Recorded information –
▶

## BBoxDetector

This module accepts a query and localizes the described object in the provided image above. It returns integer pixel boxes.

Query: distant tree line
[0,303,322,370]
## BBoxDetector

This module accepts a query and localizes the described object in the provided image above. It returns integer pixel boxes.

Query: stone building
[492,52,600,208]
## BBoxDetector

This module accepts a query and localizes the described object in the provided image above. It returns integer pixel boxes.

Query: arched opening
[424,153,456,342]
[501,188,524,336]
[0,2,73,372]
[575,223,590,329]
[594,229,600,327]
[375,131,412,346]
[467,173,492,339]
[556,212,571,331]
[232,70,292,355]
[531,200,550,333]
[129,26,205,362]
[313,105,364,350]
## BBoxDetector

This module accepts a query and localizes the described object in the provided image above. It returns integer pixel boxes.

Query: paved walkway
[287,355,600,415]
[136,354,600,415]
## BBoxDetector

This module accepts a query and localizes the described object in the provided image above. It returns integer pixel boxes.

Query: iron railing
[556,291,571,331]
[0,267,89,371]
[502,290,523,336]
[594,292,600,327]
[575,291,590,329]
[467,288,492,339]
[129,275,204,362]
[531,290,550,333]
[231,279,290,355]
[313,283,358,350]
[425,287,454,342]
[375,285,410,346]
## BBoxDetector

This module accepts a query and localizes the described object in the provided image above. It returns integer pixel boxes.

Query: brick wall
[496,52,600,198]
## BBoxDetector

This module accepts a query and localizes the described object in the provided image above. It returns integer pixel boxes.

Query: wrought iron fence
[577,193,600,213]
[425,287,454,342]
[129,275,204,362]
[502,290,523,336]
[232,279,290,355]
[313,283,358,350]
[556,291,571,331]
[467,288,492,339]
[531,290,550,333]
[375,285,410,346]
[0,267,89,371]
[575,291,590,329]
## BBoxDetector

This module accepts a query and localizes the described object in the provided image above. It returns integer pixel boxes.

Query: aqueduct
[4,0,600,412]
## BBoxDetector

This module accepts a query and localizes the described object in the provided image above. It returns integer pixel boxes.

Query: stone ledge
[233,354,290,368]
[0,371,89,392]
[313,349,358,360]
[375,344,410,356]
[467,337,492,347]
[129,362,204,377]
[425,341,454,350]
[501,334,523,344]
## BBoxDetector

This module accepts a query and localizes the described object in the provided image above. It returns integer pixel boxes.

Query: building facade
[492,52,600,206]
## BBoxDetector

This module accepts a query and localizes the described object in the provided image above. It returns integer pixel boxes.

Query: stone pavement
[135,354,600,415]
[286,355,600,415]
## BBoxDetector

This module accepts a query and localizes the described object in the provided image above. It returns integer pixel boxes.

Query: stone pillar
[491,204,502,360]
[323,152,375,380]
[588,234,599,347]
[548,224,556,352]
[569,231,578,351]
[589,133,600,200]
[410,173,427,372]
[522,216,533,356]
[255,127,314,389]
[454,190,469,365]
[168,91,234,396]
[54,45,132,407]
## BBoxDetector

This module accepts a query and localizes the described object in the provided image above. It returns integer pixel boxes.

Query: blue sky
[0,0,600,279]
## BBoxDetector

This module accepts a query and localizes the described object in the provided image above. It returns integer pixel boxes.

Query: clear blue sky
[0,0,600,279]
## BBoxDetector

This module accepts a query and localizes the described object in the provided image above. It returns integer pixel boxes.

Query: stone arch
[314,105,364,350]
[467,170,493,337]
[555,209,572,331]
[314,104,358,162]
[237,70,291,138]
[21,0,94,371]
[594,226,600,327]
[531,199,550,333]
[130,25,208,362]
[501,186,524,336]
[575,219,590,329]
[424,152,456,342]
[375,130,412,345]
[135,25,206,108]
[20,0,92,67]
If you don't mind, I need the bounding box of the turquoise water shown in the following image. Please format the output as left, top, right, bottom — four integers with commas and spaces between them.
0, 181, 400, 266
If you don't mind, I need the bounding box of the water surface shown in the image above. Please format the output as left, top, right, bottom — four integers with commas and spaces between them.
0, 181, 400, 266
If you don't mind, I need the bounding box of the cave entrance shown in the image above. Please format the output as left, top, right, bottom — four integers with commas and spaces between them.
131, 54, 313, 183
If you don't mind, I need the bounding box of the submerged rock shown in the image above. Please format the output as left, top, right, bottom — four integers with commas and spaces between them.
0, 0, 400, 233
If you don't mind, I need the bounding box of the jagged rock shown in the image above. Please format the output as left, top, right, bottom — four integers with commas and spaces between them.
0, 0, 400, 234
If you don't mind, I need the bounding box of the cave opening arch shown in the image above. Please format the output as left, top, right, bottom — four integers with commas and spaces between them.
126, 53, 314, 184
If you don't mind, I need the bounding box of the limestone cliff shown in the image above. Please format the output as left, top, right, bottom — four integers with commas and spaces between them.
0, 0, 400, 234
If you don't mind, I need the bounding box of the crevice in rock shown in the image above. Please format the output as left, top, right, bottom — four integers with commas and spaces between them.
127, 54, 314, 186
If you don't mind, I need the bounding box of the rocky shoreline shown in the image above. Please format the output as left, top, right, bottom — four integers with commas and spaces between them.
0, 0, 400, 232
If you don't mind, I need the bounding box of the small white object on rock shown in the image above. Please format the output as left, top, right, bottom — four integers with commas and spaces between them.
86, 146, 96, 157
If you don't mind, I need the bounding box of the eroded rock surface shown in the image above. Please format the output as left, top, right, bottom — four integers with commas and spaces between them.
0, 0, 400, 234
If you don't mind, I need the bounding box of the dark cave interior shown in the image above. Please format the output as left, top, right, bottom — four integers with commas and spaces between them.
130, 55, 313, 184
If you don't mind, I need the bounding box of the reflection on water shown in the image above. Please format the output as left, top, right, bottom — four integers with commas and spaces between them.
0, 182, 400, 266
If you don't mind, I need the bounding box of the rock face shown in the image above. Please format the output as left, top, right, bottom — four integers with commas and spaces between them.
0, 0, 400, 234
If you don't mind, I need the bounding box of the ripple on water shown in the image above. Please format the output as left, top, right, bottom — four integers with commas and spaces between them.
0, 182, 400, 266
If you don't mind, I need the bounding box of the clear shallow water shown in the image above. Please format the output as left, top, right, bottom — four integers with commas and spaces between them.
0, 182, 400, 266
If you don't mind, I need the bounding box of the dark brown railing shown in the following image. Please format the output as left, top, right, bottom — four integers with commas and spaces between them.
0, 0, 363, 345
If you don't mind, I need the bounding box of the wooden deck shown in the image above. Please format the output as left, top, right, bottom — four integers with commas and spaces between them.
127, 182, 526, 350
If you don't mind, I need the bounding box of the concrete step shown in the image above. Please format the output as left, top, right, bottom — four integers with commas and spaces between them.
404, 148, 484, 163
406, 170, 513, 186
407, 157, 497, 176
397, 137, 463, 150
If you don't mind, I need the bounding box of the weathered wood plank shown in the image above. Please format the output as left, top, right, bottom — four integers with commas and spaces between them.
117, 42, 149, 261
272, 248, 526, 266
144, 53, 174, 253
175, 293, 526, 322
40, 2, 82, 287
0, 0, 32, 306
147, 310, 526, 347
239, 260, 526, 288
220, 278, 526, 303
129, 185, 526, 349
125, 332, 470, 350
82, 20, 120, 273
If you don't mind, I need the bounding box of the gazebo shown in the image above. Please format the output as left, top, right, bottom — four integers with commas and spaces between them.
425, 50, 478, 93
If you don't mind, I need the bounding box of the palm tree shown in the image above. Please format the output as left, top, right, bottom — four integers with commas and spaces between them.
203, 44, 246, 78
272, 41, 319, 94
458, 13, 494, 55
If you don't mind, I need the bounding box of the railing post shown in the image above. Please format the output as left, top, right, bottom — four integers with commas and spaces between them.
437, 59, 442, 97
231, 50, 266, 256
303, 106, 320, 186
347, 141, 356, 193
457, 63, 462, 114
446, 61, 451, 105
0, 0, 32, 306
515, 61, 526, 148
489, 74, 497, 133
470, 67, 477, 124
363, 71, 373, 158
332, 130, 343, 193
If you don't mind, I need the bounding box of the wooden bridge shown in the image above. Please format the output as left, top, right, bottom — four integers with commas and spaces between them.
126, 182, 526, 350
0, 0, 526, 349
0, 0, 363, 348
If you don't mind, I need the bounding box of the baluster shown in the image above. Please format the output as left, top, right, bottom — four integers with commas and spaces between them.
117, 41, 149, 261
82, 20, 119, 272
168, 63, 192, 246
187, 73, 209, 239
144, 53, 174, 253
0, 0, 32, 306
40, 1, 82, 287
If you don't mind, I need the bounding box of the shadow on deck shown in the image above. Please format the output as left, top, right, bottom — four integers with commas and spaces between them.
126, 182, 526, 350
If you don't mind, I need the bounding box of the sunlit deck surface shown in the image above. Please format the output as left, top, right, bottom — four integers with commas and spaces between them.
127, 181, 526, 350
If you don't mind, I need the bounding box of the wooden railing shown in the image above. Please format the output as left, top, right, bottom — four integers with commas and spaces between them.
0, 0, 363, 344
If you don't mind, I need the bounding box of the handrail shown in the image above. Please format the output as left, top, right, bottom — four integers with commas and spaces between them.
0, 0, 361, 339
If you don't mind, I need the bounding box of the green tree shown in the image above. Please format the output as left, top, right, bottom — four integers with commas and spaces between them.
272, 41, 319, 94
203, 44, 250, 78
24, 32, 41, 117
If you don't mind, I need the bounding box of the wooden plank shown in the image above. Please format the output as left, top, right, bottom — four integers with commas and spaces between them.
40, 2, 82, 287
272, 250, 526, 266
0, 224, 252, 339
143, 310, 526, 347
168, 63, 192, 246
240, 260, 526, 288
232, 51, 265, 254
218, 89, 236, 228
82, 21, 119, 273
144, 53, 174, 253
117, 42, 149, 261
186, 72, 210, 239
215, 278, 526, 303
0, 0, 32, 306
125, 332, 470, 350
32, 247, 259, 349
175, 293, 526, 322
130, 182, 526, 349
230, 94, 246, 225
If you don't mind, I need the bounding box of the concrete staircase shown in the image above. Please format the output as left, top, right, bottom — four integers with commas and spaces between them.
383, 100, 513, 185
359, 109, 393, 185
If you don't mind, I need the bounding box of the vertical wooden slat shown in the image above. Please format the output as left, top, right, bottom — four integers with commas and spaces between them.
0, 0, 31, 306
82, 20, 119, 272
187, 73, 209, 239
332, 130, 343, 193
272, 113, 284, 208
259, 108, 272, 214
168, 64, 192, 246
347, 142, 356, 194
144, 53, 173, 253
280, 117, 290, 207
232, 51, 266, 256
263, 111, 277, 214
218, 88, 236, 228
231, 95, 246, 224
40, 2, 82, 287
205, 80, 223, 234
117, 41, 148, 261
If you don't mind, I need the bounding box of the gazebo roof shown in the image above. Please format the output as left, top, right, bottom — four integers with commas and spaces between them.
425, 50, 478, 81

◀

Task statement – Copy out the lines from the one holding "the wooden bridge" through the one holding "230, 94, 246, 225", inclusive, substituting "enclosing rectangle" for "bounding box" and leaving everything else unchanged.

Response –
If you don't mind, I need the enclosing rectangle of the wooden bridge shown in the image above. Please format the output as left, top, right, bottom — four integers with commas and spaces between them.
126, 182, 526, 350
0, 0, 526, 349
0, 0, 363, 348
If you don't mind, I need the enclosing rectangle of the baluster shown in the image above. Please format the output as left, top, right, bottom — four integers with commas and spaces between them.
117, 41, 149, 261
82, 20, 119, 272
168, 63, 192, 246
187, 73, 209, 239
144, 53, 174, 253
0, 0, 32, 306
40, 1, 82, 287
If you don't mind, I need the enclosing rectangle of the shadow on deck shown in the image above. Please format the output as left, top, right, bottom — four integers with commas and spaces between them.
126, 182, 526, 350
If you don't mind, I need the enclosing rectangle of the sunlit deck surface shown in the image above. Please format the output as left, top, right, bottom — four integers with commas and spaces between them.
127, 181, 526, 350
If you don't mind, I need the enclosing rectangle of the wooden railing shown in the image above. Please format the output as left, top, right, bottom — four integers with commas and spaces between them.
0, 0, 363, 344
If you don't mind, I need the enclosing rectangle of the handrail shown in the image above. Please format the output as left, top, right, bottom — four integers with commas and spaces between them.
0, 0, 361, 339
If you don't mind, I need the enclosing rectangle of the green tree shown in the image above. Please format the output as left, top, right, bottom — four integers with commas and spaces between them.
272, 41, 319, 94
203, 44, 250, 78
24, 32, 41, 117
If you don't mind, I need the enclosing rectangle of the wooden plank shown in the image above. Please format the output as left, top, right, bottom — four integers with commas and spaces between them.
40, 2, 82, 287
272, 250, 526, 266
0, 224, 252, 339
143, 310, 526, 347
168, 63, 192, 246
240, 260, 526, 288
232, 51, 265, 254
218, 89, 236, 228
82, 21, 119, 273
144, 53, 174, 253
117, 42, 149, 261
186, 72, 210, 239
215, 278, 526, 303
0, 0, 32, 306
125, 332, 470, 350
32, 247, 259, 349
175, 293, 526, 322
130, 182, 526, 349
230, 94, 246, 225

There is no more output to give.